> **Things to do**:
• A. In the mental health text, how many suicide deaths in Victoria did the article in The Australian draw attention to?
• B. Please rewrite the mental health text from "Australia has a" up to and including "mental health services.", changing "disgrace" to "scandal".
• C. According to the mental health text, why may only the most severely ill patients be offered treatment?

> **Document text**:

Australia has a mental health crisis. Despite two national mental health plans and a decade of changes to public mental health services, individuals, patients, families, carers and support groups from all around Australia are saying that the care of mentally ill individuals is a disgrace. The experience of these groups is backed up by recent reports into the state of mental health nationwide (see recent 'Not for Service Report'). This primarily affects public mental health services.
In my opinion, the problems in mental health stem from the following difficulties. First, there are not enough mental health services to meet the needs of patients. This leads to rationing. In the current situation resources are so limited that rationing has to be tightened to extreme degrees and as a result only the most severely ill patients may be offered treatment.
Other patients who are very ill but fall under the rationing threshold may not get appropriate care. This rationing is most acutely felt when decisions are made to admit patients to psychiatric in-patient care from hospital emergency departments, when decisions are made to discharge patients from in-patient care, and when decisions are made to determine which patients are offered intensive case management by community mental health clinics. The severity of rationing nowadays means patients who need hospital admission may not get it, that patients who need longer stays in hospital may be discharged too early, and those patients who need intensive community case management and follow-up may not get it.
These flaws in the provision of treatment can have disastrous consequences. A recent article in The Australian newspaper (Kate Legge, 19/7/05) drew attention to 42 suicide deaths in Victoria in young people under age 30 over a two-year period where inadequate treatment was linked to the suicide. Lack of mental health beds for high risk patients, too rapid discharge and lack of intensive treatment were problems identified.
Second, revisions of state mental health Acts have been introduced around Australia over the past two decades. These Acts are often more enlightened than the ones they replace in that they give more weight to patient autonomy and to the least restrictive forms of treatment being used. However, these Acts can be misused because of the pressures of rationing that apply at the moment and this can lead to patients being treated inappropriately. The mental health Acts may be used as a “fig leaf” to cover inadequate resources ("your son doesn't meet criteria for admission"), or mental health Act provisions may be invoked for patients who do not need to be involuntary just in order to access community case management. Another article in The Australian (Clara Pirani,4/7/05) highlighted psychiatrists needing to use these practices in order to get appropriate care for their patients.
Third, over the past 20 years there has been a push by public mental health services to “mainstream” the care of individuals suffering from mental illness. This means providing services for them within the general health system rather than a separate service for psychiatric illness. While this has emphasised the role of the general practitioner in providing treatment, and had some (limited) benefit of reducing stigma and curtailing the excesses of some treatment practices in the older, or more isolated, stand alone psychiatric facilities, the policy more broadly has been a failure.

> **Information supplied**:
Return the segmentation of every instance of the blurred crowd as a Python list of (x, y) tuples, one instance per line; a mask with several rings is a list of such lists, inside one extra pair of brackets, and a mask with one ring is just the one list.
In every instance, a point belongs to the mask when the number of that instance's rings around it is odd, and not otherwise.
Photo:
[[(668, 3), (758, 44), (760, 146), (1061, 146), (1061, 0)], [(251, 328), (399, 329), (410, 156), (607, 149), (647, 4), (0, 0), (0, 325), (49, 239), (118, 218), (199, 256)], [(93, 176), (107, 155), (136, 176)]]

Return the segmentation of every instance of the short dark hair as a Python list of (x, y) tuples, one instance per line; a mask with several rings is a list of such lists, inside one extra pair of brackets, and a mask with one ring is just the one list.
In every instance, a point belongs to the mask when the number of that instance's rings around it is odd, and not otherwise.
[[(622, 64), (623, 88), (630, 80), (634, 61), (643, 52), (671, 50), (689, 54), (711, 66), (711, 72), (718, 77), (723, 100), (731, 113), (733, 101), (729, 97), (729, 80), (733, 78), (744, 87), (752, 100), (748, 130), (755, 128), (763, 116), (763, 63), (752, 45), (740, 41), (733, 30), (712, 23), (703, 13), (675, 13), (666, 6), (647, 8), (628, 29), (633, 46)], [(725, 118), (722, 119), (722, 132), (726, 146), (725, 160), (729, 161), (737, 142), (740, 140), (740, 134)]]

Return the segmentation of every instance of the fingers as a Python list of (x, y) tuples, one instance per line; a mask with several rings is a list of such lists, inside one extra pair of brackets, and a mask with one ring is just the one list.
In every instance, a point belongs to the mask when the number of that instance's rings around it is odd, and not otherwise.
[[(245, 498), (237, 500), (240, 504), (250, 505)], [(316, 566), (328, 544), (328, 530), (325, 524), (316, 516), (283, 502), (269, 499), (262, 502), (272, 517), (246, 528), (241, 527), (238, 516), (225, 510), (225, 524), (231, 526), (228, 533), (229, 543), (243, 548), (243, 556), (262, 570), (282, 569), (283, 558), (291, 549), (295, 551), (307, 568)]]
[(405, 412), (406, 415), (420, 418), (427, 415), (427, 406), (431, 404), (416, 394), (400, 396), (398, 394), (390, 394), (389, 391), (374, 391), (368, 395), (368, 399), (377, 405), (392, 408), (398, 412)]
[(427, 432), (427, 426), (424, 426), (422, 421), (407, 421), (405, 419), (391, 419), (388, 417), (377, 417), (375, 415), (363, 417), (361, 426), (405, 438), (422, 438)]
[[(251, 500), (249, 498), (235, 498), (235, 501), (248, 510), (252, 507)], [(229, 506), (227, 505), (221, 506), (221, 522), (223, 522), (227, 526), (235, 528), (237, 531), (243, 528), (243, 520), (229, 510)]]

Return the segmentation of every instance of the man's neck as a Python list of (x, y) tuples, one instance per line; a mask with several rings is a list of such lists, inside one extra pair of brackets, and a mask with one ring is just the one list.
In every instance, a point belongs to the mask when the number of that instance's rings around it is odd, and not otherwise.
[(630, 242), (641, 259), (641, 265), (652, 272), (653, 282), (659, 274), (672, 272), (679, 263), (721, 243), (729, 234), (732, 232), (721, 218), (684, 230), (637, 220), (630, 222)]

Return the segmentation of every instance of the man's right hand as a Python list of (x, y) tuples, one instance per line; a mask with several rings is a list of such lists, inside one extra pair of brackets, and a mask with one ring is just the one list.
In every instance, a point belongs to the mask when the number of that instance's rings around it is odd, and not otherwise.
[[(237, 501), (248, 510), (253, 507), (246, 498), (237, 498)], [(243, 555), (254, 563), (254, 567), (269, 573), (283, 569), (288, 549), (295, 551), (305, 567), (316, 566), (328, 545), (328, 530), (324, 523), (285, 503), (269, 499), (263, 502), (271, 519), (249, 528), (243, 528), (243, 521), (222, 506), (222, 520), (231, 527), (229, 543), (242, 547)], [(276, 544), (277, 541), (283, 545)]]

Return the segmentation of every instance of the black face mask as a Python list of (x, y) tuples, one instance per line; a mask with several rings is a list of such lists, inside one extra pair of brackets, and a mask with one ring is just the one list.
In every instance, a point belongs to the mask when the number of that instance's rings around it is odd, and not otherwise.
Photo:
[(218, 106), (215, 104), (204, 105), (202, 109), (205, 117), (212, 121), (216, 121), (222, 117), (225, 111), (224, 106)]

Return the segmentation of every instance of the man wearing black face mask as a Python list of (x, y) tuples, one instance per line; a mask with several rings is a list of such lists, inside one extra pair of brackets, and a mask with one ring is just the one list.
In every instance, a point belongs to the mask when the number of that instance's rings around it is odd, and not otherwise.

> **Answers for each item**:
• A. 42 suicide deaths of young people under age 30 over a two-year period, where inadequate treatment was linked to the suicide.

• B.
Australia has a mental health crisis. Despite two national mental health plans and a decade of changes to public mental health services, individuals, patients, families, carers and support groups from all around Australia are saying that the care of mentally ill individuals is a scandal. The experience of these groups is backed up by recent reports into the state of mental health nationwide (see recent 'Not for Service Report'). This primarily affects public mental health services.

• C. There are not enough mental health services to meet patients' needs, which leads to rationing. Resources are so limited that rationing has to be tightened to extreme degrees, so only the most severely ill may be offered treatment.